→ PROVIDED TEXT

::::::::

South Africa launched clinical trials of the first Aids vaccine created by a developing country today, as its own scientists overcame deep skepticism from political leaders who had shocked the world with their unscientific pronouncements about the disease.
The new vaccine targets the specific HIV strain that has ravaged South Africa's people and produced the worst Aids epidemic in the world.
"It has been a very, very hard journey," lead scientist Professor Anna-Lise Williamson of the University of Cape Town said at Monday's ceremony, attended by American health officials who gave technical help and manufactured the vaccine at the U.S. National Institutes of Health.
During nearly 10 years of denial and neglect, South Africa developed a staggering Aids crisis. Around 5.2 million South Africans were living with HIV last year — the highest number of any country in the world. Young women are hardest hit, with one-third of those aged 20-to-34 infected with the virus.

::::::::

→ DATA SEGMENT
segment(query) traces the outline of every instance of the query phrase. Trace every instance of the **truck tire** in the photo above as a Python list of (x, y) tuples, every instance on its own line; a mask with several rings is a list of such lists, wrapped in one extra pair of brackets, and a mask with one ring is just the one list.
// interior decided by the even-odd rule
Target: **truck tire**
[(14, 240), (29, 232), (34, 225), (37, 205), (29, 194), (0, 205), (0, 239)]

::::::::

→ DESCRIPTION OF THE TASK
Write the next part of the article on South Africa's Aids vaccine trials, starting after the sentence about young women aged 20-to-34.

→ RESULT OF THE EXERCISE
Williamson said she sees no choice for South Africa, at the heart of the epidemic, but to press ahead with trials to test the safety of the vaccine in humans.
"We have got the biggest ARV (anti-retroviral) rollout in the world and still hundreds of people are dying every day and getting infected everyday," she said.
At a ceremony in Cape Town's Crossroads shantytown, one of the first of 36 healthy volunteers was injected today before officials and journalists.
The same vaccine is being tested at a trial of 12 volunteers in Boston that began earlier this year, said Anthony Mbewu, president of South Africa's government-supported Medical Research Council that shepherded the project.
The trial may have been started in the US to allay any criticism that the United States was collaborating in an AIDS vaccine that would use Africans as guinea pigs.
"It is being very well tolerated, no adverse events, so it is going very well," Williamson said.
The government decided it was important to develop a vaccine specifically for the HIV subtype C strain that is prevalent in southern Africa "and to ensure that once developed, it would be available at an affordable price," Mbewu said.
South Africa was the site of the biggest setback to Aids vaccine research, when the most promising vaccine ever, produced by Merck & Co. and tested here in 2007, found that people who got the vaccine were more likely to contract HIV than those who did not.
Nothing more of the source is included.